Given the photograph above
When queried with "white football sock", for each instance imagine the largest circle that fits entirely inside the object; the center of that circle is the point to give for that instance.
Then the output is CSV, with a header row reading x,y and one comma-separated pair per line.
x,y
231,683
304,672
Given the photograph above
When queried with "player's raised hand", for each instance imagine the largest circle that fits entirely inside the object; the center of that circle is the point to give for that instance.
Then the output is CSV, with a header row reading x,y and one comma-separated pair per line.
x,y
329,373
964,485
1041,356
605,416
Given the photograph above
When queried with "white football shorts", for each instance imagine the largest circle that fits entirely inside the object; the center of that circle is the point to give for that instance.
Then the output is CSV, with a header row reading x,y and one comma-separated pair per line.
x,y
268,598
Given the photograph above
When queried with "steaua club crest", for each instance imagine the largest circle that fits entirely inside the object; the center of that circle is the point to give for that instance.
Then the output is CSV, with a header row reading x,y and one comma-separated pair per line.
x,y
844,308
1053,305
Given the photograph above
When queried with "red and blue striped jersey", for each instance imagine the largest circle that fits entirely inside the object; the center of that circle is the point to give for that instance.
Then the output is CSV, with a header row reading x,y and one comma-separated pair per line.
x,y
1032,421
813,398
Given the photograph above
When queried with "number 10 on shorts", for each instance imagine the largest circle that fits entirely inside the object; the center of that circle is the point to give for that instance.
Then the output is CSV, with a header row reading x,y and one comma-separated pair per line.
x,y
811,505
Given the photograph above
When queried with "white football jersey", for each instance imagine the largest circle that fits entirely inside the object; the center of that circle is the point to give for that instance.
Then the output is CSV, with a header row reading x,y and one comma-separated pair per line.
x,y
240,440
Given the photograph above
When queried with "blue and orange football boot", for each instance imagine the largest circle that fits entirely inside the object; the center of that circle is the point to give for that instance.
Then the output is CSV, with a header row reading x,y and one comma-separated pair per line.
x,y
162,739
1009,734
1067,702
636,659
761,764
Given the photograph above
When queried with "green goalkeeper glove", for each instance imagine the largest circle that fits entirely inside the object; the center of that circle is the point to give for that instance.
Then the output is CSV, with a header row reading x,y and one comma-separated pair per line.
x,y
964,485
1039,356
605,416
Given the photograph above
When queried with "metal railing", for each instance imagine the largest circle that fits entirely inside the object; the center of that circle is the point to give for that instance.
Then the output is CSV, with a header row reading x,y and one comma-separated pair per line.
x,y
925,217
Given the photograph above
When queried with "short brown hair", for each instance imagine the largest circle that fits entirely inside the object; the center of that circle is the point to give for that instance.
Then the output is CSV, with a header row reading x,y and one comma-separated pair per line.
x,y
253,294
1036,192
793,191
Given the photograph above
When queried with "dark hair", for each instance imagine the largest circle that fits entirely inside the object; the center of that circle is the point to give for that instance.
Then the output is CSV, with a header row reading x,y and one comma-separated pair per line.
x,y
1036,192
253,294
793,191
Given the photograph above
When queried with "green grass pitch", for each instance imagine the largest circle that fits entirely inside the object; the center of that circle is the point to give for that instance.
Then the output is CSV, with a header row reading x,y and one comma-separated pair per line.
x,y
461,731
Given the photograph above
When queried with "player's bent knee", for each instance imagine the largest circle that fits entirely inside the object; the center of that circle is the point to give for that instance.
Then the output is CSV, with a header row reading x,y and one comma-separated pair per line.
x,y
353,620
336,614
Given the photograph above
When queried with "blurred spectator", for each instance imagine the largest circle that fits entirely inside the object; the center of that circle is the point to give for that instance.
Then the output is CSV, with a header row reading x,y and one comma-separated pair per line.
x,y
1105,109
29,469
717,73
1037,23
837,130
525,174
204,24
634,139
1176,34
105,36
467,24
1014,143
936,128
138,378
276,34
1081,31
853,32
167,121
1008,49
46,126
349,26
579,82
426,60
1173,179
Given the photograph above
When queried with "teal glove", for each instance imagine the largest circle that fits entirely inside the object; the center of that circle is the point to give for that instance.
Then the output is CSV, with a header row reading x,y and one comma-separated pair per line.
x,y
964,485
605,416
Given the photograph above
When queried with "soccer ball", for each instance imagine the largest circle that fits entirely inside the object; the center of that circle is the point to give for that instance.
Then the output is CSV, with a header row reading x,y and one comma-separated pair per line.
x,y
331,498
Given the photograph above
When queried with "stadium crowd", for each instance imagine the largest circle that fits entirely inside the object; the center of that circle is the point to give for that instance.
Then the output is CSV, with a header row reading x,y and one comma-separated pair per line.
++++++++++
| TASK OBJECTIVE |
Please pull out every line of the data above that contains the string "shorts", treating uppercase and lowercase letters as different.

| PROBLEM SOLUTION |
When queried with "white football shorts", for each instance imagine the largest circle that fits entirely inside the object; the center of that circle is the point to give for that instance.
When queried with "number 10 on shorts", for each instance imagine the largest circle that fits entirely inside the object; the center of that circle is the point to give for that instance.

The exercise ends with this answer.